Exercícios propostos
1. De acordo com o texto sobre o transplante da camada de Bowman, quais são os tratamentos clássicos principais para o ceratocone avançado?
2. Reproduza fielmente o trecho do texto sobre o transplante da camada de Bowman compreendido entre "Eye Channel: Quais" e "leve a moderada.", inclusive.
3. Redija a continuação do texto sobre o transplante da camada de Bowman, a partir do ponto em que ele se encerra.

Texto de leitura
+---+

Eye Channel: Quais são as indicações para um transplante de Bowman?

Dr Anderson Martins: Os tratamentos clássicos principais para ceratocone avançado são o transplante lamelar anterior profundo (DALK – deep anterior lamellar keratoplasty) ou penetrante (PK – penetrating keratoplasty). Problemas como cicatrização de feridas, glaucoma, progressão da doença no rebordo do receptor, reação de aloenxertos e astigmatismo irregular persistente têm comprometido os resultados dos tratamentos convencionais. Além disso, os tratamentos alternativos menos invasivos como o Crosslinking, com luz ultravioleta, e implante de anel intracorneano têm suas indicações originalmente limitadas para os olhos com doença leve a moderada.

Dessa forma, o transplante da camada de Bowman pode ser indicado para os pacientes com ectasia avançada, sem opacidades importantes no eixo e que ultrapassem os limites de curvatura e/ou espessura para os tratamentos atualmente descritos como alternativos ao transplante de córnea como Anel intracorneano e Crosslinking, postergando ou evitando, assim, os transplantes como DALK e PK.

+---+

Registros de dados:
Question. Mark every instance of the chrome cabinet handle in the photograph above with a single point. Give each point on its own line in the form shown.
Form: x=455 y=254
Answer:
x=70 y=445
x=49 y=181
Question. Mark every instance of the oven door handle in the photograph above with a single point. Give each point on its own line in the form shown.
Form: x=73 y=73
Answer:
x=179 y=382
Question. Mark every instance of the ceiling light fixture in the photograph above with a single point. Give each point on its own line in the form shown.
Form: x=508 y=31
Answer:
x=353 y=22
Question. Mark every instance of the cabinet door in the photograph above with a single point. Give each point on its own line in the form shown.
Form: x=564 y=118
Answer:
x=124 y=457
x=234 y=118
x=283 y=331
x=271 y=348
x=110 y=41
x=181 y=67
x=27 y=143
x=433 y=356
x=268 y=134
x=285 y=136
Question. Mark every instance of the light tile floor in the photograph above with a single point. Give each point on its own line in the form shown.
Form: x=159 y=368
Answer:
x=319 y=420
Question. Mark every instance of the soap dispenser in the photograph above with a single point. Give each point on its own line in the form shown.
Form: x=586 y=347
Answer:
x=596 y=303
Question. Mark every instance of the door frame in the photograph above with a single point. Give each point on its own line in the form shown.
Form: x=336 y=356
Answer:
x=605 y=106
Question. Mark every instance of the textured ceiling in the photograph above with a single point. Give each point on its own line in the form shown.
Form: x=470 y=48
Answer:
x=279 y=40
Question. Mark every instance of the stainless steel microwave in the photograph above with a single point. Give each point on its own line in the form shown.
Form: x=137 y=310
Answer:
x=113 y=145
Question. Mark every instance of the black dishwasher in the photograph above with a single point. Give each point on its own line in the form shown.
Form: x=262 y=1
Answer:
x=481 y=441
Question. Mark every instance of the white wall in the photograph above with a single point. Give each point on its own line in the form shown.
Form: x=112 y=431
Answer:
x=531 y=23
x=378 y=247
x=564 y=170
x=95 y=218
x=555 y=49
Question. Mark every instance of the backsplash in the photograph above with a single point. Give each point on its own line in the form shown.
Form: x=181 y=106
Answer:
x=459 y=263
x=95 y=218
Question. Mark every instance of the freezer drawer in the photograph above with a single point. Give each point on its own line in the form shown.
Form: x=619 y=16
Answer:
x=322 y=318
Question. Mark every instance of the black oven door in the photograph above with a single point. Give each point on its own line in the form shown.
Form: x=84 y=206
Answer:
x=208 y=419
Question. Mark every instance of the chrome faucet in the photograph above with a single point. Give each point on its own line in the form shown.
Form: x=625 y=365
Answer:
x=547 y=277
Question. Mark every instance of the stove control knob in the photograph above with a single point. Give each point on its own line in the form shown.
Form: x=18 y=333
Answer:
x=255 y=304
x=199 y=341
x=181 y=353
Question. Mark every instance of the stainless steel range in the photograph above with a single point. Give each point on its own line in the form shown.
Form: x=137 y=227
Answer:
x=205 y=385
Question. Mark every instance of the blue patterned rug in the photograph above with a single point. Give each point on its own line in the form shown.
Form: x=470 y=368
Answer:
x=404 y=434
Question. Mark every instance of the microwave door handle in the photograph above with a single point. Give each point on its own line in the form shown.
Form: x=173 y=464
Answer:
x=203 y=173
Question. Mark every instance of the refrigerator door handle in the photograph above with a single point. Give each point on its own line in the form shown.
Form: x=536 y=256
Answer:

+---+

Respostas dos exercícios
1. O transplante lamelar anterior profundo (DALK) e o transplante penetrante (PK).

2.
Eye Channel: Quais são as indicações para um transplante de Bowman?

Dr Anderson Martins: Os tratamentos clássicos principais para ceratocone avançado são o transplante lamelar anterior profundo (DALK – deep anterior lamellar keratoplasty) ou penetrante (PK – penetrating keratoplasty). Problemas como cicatrização de feridas, glaucoma, progressão da doença no rebordo do receptor, reação de aloenxertos e astigmatismo irregular persistente têm comprometido os resultados dos tratamentos convencionais. Além disso, os tratamentos alternativos menos invasivos como o Crosslinking, com luz ultravioleta, e implante de anel intracorneano têm suas indicações originalmente limitadas para os olhos com doença leve a moderada.

3.
Eye Channel: Como foi esse projeto piloto premiado no BRASCS? Como foi o caso Clínico?

Dr Anderson Martins: Recebemos em nosso serviço um paciente do sexo masculino, com 12 (doze) anos de idade, encaminhado para avaliação de transplante de córnea. Na admissão apresentava acuidade visual com correção de conta dedos a 2 metros em olho direito (OD) e conta dedos a 1,5 metro em olho esquerdo (OE). À biomicroscopia anterior (figura 1) ambas as córneas eram muito ectásicas e com opacidades estromais anteriores discretas, principalmente em OE.

Esse paciente já excedia os limites de espessura e curvatura tanto para anel como para Crosslinking. Em OD conseguimos, com dificuldade, uma adaptação em “piggy back” e visão de 20/200, porém em OE a lente não parava, inclusive a de apoio escleral e optamos por fazer um transplante de Bowman em seu olho esquerdo ao invés de um transplante convencional.

Tanto o preparo do doador como o “pocket” para inserção da lamela no receptor foram feitos com o laser de femtossegundo. A espessura aproximada da lamela doada foi de 40µm.

O paciente demonstrou redução da curvatura corneana de cerca de 20 dioptrias, aumento da paquimetria mínima e uma melhora progressiva da acuidade visual, tendo atingido 20/40 parcial no sétimo mês de pós-operatório com lente de contato, agora com boa adaptação.

O outro olho, com ceratocone menos avançado e que também estava com planejamento de fazer transplante de Bowman, infelizmente teve hidropsia quatro meses após o procedimento do primeiro olho.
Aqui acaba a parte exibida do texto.